EXERCISE PASSAGE
Vilema,
Thank you for your response. It was very difficult for me to think about your suggestion, but I appreciate your thoughts. I honestly don't know what to do, and have placed a call in to my therapist who I am supposed to see tomorrow. My wife and I have talked about starting a family lately, and I am so nervous and worried that everything will be gone forever if she finds out. I understand that I would probably feel a little better if I just tell her, and that she probably has a right to know. However, this could ruin our entire relationship and end our marriage. Is it a copout? Perhaps. But I am just feeling so lost and hurting so much inside right now, that I honestly don't have the strength to tell her.
I appreciate everyone's thoughts and responses, but this is a very difficult decision for me. It's one thing to suggest that I do the "right thing" and confess to my wife, and it's another to potentially ruin her life and mine. I was counseled by my priest who suggested that I not say anything. He said that sometimes we feel the need to tell our spouse or loved one that we have cheated, thinking that they have a right to know and it's the right thing to do. However, in the process we can potentially destroy them, destroy ourselves for hurting them all over again, and ruin a relationship.

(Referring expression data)
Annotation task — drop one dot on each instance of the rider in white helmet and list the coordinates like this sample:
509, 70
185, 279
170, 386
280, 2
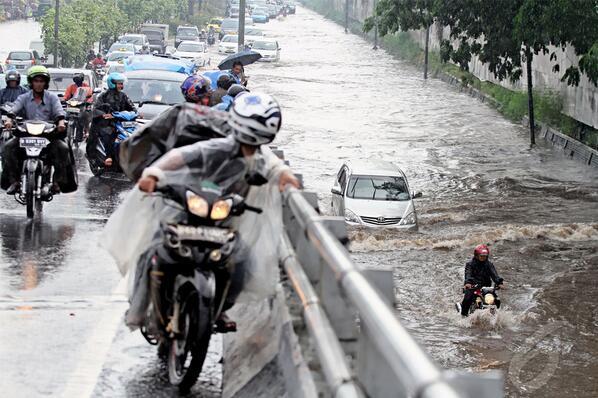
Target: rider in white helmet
240, 163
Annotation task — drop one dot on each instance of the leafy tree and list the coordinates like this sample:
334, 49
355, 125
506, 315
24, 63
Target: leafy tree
506, 34
394, 15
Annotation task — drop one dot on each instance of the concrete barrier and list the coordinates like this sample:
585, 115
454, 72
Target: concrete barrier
264, 359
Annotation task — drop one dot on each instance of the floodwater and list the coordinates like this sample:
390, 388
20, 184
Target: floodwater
481, 184
342, 100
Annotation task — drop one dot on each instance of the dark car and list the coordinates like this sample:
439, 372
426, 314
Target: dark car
154, 91
186, 33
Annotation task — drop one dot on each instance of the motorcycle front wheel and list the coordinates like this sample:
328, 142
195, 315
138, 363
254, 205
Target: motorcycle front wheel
186, 355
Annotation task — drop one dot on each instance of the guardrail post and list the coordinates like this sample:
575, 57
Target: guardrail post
373, 370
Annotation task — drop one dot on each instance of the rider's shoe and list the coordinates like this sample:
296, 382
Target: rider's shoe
14, 188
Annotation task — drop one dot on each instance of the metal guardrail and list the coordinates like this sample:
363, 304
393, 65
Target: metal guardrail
383, 358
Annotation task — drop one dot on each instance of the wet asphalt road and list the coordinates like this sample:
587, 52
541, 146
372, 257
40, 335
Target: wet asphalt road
59, 295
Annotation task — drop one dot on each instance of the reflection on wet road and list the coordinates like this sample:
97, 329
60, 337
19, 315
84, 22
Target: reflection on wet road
481, 183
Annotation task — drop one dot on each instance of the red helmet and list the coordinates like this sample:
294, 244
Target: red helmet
481, 250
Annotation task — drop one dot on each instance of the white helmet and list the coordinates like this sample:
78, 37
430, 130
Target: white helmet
255, 118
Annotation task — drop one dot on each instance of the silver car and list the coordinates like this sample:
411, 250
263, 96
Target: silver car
374, 193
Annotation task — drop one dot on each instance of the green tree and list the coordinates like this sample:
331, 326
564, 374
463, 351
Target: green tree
506, 34
392, 16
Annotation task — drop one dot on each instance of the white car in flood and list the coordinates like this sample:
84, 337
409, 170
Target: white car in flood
194, 51
229, 44
374, 193
269, 49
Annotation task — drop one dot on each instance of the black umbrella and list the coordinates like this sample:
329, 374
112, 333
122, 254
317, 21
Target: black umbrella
245, 57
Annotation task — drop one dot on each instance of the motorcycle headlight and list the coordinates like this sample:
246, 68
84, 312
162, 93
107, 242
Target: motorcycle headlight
409, 219
35, 128
221, 209
197, 205
351, 217
489, 299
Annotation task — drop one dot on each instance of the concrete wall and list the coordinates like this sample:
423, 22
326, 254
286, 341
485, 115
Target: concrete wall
581, 103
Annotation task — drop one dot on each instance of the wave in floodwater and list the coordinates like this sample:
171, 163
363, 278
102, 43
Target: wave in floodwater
365, 240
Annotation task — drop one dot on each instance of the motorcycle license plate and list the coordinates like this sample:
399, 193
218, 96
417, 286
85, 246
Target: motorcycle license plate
204, 234
33, 142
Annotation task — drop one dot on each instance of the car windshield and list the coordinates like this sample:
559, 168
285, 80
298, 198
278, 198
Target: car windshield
191, 47
377, 188
264, 45
20, 56
187, 31
165, 91
60, 81
138, 40
230, 24
3, 81
121, 47
118, 56
230, 39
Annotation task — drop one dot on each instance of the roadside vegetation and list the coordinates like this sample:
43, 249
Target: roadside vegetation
512, 104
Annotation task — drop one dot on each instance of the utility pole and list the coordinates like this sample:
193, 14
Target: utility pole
426, 52
241, 33
375, 27
346, 16
56, 20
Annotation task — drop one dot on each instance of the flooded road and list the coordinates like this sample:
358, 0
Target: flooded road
481, 184
342, 100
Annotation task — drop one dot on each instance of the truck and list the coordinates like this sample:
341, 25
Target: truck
157, 35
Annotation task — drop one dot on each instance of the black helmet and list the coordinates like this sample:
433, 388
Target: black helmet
78, 78
38, 71
225, 81
12, 76
236, 89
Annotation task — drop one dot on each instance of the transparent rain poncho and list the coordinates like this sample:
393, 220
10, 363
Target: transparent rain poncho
135, 225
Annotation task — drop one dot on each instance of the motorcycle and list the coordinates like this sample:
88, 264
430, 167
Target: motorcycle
211, 39
189, 277
125, 125
37, 173
486, 299
75, 115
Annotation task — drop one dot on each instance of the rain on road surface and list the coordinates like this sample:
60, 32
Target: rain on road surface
342, 100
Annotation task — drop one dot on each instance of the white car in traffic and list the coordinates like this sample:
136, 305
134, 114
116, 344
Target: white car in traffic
375, 194
229, 44
269, 49
195, 51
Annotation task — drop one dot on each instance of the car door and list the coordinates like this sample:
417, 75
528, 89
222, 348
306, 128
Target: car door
338, 192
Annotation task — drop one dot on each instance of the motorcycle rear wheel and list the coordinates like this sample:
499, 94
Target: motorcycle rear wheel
182, 375
30, 193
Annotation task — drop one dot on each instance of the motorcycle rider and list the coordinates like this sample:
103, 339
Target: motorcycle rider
254, 121
78, 81
197, 90
479, 271
13, 87
231, 94
39, 104
223, 84
102, 126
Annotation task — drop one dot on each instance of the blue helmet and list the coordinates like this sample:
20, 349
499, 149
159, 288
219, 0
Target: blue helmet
114, 78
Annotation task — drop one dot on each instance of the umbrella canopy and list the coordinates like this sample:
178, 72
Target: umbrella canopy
246, 57
213, 75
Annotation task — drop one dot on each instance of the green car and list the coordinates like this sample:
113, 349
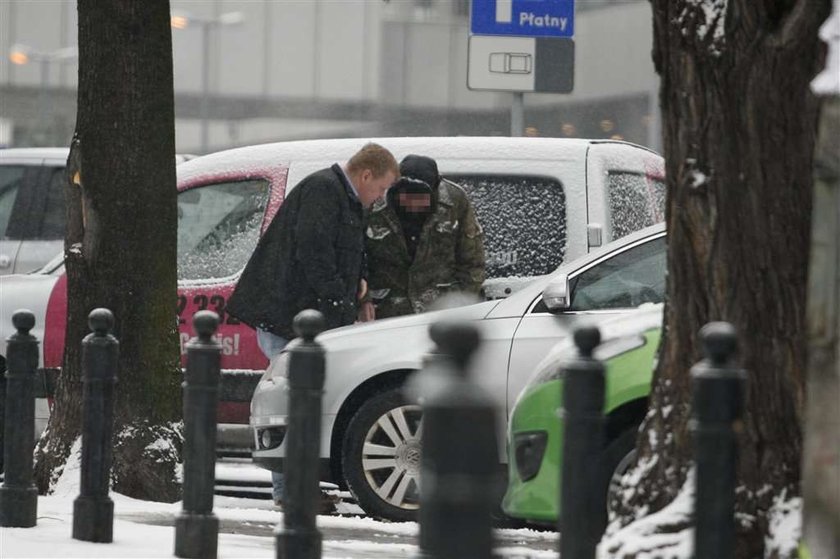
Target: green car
535, 430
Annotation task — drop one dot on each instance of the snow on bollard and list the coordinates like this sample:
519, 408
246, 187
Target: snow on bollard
582, 498
93, 509
299, 537
718, 406
18, 495
196, 527
459, 477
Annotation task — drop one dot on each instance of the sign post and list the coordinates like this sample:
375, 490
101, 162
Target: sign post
521, 46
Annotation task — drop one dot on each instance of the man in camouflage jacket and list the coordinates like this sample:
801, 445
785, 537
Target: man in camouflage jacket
417, 254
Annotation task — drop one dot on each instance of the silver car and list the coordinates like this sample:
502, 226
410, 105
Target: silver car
370, 431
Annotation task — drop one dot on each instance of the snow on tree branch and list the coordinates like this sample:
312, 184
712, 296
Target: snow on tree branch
706, 20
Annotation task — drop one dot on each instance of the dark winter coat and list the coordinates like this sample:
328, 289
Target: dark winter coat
310, 257
449, 257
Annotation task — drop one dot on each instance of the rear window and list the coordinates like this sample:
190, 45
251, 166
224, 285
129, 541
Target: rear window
218, 228
636, 201
524, 222
11, 178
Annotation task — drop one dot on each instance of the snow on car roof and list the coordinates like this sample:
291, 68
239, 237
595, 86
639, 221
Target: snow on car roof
46, 153
339, 150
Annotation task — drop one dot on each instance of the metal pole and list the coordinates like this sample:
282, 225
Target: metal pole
459, 479
299, 537
205, 84
93, 509
517, 114
582, 499
196, 527
718, 405
18, 495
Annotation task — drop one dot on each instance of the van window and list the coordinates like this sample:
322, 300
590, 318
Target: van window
625, 280
218, 228
524, 222
636, 201
11, 177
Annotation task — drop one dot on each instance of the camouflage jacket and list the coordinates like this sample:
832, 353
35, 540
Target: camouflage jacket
450, 255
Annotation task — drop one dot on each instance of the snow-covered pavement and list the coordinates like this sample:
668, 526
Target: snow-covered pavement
144, 529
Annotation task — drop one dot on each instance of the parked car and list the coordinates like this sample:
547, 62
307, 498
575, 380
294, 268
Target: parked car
540, 201
369, 437
32, 213
535, 430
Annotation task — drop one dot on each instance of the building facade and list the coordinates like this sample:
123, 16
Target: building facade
252, 71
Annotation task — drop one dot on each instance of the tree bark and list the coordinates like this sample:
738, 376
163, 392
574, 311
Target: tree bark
120, 248
739, 124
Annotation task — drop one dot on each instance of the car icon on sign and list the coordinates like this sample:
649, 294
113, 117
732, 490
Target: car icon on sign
510, 62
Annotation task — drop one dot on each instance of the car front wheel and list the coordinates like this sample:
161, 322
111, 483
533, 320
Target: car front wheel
381, 456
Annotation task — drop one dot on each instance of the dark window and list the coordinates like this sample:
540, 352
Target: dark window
55, 213
218, 228
625, 280
11, 178
636, 201
524, 222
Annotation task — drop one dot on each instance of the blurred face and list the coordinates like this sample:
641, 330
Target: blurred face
415, 203
372, 188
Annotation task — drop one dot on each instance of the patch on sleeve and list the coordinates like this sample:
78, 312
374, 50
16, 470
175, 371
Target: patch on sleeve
447, 226
377, 233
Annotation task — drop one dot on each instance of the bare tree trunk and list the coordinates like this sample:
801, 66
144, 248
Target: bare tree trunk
120, 249
739, 122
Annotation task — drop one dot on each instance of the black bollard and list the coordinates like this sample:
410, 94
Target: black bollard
459, 477
718, 405
583, 501
299, 537
93, 509
18, 495
196, 527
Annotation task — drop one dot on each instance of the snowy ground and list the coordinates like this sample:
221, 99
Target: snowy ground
144, 529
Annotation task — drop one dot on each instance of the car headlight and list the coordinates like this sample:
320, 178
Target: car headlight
604, 352
529, 448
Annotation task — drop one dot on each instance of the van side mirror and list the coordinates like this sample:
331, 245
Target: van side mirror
558, 295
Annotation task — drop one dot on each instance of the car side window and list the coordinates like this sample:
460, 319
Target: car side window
626, 280
11, 178
55, 216
636, 201
218, 227
524, 222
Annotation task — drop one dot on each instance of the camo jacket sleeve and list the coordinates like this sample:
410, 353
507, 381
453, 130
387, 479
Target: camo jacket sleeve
469, 252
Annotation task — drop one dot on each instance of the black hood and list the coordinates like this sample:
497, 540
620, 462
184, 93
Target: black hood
421, 168
413, 186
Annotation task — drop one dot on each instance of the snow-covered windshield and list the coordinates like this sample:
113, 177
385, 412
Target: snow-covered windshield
524, 222
636, 201
218, 227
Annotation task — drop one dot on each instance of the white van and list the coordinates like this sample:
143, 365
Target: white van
540, 201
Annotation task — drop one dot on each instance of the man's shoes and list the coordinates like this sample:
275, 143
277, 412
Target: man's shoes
326, 504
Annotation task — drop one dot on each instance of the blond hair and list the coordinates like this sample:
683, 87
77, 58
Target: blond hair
374, 158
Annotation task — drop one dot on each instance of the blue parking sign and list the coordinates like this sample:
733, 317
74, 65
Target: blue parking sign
525, 18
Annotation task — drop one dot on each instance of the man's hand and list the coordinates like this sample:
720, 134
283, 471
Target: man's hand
362, 289
367, 312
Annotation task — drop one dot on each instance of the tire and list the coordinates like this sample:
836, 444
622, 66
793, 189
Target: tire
381, 456
617, 457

BRIEF
Pick up the letter to Vilema, shown above the data, and continue it after its final sentence in the same voice.

RESPONSE AREA
I can honestly see both sides of the argument. I'm not so onesided and close minded that I am just trying to protect myself because I am embarrased or worried about her finding out. I am not saying that I am "protecting" her by not saying anything. But I am just thinking about what good can possibly come from her knowing about this? I say this will all honesty. I can see one of three scenarios playing out: 1) she learns to forgive me over time, we seek counseling, and we move past this together, 2) she is deeply hurt, cannot forgive me, and decides to divorce me, 3) she tries to forgive me, we try to work together on this, but ultimately she cannot get past this and ends our marriage.
To be honest, I did not come here to ask what I should or should not do with regards to telling my wife the truth. That does not mean that I don't appreciate the responses, however difficult they may be to read. I want to move past this, and work towards becoming a better person and a better husband. I know that I have to quit my addiction, and that I will need help in doing that. I am looking for support, a friendly shoulder to lean on. I am so torn inside, that all I want to do is cry. I need help, and that is why I am here.